ARTICLE:

━━━━━━━━

In 1984, singer-songwriter Tina Turner asked “What’s Love Got to Do with It” in her breakthrough solo album. This year, political observers find themselves asking the same thing about the massive infiltration of social media into political campaigns—“What’s Social Campaigning Got to Do with It?” As we see it, the answer is pretty simple for candidates running for the U.S. Senate: the difference between winning and losing.
You don’t have to look far to witness the power of social campaigning. The January special election in Massachusetts demonstrated the success of social media and other tools. His technology-driven messaging and fundraising activities fueled Scott Brown’s upset victory, in part. While many campaigns are probably familiar with Facebook or Twitter, there are many other applications that need to be incorporated into a winning effort.
Campaigns are successful when the candidates socialize with their supporters and target voters, but it will not be enough for campaigns to craft a powerful message and push them through the traditional media channels.
What then are the implications for candidates that want to be the victor on Nov. 2, 2010?
In the 10 states where leading political prognosticators deem the Senate seat a “tossup” (Arkansas, Colorado, Illinois, Indiana, Kentucky, Missouri, Nevada, New Hampshire, Ohio and Pennsylvania) an analysis of social media tools being employed by the various candidates from Jan. 29-Feb. 6, 2010, revealed some striking results.
While most candidates appear to have embraced the most well-known social media tools—such as Facebook, Twitter and YouTube—and e-mail sign-up and a grassroots action center, there is varying utilization of other important web communication tools that could prove especially helpful in a tight race—namely blogs, Digg, Flickr, LinkedIn, SMS/text messaging and widgets, just to name a few.
“Today’s environment is a place where candidates and causes cannot simply push messages anymore,” summarized Marc Ross, principal and founder of 2ndSix, a leading social-media consulting firm. “Candidates and causes must do and act. They must engage, connect and interact with voters across every platform, channel and device. As candidates and causes seek to do and not just push, the end users and message recipients should not be able to differentiate between online and offline—this is the place your campaign needs to be.”

━━━━━━━━

(Items from a data source)
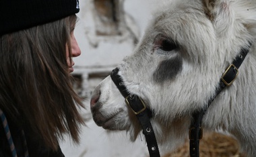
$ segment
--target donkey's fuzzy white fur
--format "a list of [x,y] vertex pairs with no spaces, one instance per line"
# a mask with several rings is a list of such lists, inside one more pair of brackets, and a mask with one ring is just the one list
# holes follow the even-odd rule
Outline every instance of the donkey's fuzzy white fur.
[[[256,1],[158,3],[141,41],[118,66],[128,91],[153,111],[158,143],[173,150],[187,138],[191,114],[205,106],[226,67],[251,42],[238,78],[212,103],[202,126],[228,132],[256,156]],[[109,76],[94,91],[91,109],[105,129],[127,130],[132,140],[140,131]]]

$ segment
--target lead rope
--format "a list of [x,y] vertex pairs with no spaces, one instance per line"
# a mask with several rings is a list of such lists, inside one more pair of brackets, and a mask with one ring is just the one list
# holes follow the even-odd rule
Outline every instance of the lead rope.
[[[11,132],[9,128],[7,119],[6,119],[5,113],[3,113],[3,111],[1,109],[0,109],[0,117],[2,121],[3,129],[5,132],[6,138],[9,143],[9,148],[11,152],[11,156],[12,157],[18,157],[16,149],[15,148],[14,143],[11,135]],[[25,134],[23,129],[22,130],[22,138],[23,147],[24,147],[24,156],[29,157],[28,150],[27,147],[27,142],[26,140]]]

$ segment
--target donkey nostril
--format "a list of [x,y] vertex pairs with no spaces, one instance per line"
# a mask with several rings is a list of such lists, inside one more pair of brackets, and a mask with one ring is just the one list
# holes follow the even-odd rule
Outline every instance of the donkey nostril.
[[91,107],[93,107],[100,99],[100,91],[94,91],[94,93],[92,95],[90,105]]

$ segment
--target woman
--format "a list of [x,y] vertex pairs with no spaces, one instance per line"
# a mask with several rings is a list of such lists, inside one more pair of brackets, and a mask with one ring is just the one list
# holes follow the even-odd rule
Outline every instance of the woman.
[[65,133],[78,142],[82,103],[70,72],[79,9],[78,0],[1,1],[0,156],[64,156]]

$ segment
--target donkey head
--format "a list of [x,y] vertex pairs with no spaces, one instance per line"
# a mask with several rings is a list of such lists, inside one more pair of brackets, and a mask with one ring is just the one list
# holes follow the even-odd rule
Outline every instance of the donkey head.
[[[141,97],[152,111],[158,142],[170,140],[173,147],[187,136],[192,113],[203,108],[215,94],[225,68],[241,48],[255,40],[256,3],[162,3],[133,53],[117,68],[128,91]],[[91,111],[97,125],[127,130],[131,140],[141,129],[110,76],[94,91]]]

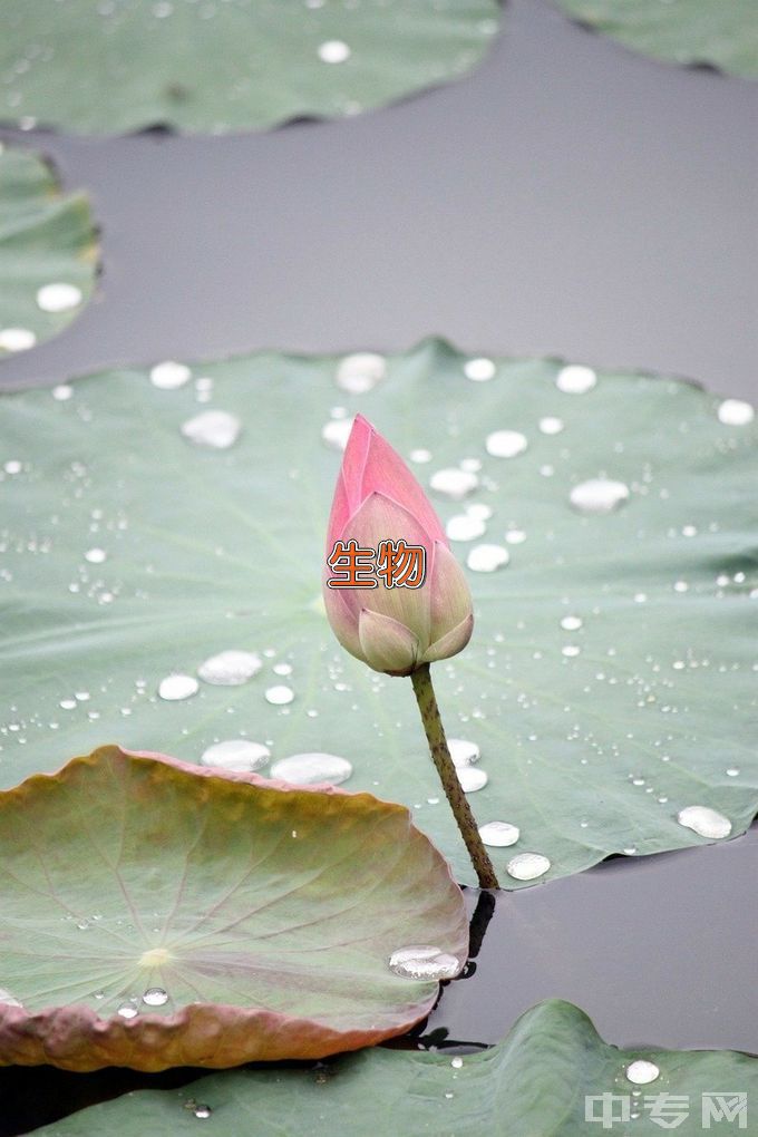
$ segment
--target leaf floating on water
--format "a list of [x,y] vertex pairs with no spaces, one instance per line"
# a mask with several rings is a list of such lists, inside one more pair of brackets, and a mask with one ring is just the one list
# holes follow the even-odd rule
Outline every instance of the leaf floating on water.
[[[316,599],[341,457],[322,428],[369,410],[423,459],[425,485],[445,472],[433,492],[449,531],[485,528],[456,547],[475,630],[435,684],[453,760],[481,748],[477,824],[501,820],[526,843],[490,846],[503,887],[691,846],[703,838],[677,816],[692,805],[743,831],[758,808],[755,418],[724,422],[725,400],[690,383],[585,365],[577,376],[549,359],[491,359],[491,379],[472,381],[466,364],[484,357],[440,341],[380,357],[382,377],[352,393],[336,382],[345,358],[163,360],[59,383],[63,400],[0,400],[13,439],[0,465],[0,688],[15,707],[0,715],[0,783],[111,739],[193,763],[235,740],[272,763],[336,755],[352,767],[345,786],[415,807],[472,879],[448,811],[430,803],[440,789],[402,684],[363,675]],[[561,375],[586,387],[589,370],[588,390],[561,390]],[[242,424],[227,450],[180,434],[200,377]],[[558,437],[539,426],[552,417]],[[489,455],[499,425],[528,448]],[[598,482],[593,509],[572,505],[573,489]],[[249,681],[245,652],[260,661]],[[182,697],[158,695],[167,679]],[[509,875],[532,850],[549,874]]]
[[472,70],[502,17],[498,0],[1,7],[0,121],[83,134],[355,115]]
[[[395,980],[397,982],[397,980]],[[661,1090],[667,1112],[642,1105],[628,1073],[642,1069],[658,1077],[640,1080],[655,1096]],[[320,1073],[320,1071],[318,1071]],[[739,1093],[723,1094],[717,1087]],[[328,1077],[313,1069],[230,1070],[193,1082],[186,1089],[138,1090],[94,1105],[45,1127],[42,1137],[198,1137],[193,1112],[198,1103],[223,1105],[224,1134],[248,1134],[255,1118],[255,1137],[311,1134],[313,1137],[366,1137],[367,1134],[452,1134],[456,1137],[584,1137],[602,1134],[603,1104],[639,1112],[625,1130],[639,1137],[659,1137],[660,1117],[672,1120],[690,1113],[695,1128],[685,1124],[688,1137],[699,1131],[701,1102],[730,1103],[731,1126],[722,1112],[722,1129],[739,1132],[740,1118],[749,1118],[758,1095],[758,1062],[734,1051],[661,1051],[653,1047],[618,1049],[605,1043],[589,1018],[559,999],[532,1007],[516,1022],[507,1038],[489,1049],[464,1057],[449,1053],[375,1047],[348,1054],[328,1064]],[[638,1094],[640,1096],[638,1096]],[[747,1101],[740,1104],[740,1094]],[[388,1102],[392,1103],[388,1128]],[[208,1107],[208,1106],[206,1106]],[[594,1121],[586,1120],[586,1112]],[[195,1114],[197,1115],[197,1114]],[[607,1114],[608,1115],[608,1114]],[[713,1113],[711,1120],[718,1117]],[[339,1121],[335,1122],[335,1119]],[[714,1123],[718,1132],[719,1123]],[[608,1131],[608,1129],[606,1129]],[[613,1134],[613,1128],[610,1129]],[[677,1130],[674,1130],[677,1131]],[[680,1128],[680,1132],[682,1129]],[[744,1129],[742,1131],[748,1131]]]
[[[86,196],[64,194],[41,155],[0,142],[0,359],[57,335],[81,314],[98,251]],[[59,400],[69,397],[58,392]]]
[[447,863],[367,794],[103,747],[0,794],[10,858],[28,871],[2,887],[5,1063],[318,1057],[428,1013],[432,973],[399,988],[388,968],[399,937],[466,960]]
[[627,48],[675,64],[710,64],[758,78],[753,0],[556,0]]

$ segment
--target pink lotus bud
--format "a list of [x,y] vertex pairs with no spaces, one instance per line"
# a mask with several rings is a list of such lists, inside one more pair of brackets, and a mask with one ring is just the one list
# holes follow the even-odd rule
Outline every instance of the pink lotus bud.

━━━━━━━━

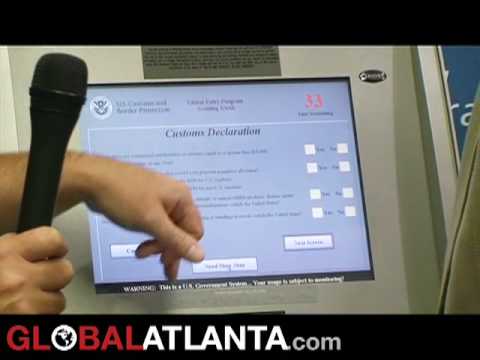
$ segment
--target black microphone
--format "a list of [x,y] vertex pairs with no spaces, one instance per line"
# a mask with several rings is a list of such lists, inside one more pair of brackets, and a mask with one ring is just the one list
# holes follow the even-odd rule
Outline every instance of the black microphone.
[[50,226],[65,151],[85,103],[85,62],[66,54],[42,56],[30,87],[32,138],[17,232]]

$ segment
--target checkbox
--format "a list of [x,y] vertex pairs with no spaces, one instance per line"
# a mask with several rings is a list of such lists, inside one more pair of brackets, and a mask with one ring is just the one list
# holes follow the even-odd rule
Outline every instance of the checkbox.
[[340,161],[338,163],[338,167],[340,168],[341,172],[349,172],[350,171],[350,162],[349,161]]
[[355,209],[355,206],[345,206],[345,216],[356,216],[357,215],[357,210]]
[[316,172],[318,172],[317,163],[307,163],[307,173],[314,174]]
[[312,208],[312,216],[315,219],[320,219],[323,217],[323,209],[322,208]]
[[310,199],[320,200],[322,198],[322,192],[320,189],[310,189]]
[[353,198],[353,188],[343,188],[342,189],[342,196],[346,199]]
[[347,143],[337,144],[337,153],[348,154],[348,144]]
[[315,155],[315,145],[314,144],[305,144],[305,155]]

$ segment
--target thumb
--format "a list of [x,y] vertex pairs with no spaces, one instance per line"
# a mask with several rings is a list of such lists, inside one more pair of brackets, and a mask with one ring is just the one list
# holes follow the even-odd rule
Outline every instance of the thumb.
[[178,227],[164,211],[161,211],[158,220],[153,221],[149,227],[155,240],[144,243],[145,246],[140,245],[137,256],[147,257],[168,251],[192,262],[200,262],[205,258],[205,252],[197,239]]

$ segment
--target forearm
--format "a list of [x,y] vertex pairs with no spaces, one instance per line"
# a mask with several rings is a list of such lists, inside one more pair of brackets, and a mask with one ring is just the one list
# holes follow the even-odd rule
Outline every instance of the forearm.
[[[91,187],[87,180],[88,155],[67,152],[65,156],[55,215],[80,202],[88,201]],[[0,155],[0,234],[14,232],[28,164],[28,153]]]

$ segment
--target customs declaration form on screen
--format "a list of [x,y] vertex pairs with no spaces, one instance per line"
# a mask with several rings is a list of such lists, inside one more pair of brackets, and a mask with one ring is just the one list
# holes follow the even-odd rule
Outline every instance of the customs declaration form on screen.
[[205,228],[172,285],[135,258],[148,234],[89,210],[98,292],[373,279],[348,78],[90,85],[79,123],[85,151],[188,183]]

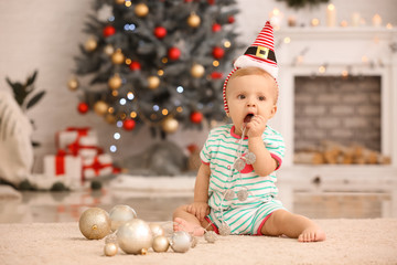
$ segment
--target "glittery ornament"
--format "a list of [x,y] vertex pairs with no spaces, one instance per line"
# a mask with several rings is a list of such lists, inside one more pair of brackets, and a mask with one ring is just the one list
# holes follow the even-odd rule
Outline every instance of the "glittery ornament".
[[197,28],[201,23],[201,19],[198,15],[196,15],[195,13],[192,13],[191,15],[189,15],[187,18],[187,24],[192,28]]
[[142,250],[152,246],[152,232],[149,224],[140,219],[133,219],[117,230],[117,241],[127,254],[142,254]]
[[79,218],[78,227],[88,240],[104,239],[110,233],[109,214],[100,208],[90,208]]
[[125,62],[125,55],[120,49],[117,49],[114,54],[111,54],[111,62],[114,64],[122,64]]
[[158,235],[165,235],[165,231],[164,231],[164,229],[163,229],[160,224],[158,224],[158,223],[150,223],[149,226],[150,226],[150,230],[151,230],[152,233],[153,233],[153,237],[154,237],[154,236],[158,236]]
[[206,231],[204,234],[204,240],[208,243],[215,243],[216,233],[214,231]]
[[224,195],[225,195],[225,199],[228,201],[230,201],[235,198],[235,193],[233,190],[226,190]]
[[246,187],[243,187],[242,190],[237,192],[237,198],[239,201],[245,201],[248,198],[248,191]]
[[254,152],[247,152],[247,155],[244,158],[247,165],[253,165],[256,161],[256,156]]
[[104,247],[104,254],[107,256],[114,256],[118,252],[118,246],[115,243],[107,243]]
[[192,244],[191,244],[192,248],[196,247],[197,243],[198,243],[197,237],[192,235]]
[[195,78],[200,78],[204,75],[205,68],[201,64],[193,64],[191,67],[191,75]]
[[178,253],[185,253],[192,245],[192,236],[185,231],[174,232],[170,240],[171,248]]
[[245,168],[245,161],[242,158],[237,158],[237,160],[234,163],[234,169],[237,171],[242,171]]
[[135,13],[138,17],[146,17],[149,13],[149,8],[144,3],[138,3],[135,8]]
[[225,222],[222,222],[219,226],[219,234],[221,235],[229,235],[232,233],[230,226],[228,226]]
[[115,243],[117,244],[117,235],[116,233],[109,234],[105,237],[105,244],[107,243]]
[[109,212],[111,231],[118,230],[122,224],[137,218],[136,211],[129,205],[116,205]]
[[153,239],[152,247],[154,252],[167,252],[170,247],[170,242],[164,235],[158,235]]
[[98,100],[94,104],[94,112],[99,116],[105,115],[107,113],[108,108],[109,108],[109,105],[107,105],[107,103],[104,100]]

━━━━━━━━

TASK DESCRIPTION:
According to the article on social media in Senate campaigns, over what dates were the candidates' social media tools analyzed?

EXERCISE RESULT:
Jan. 29 to Feb. 6, 2010.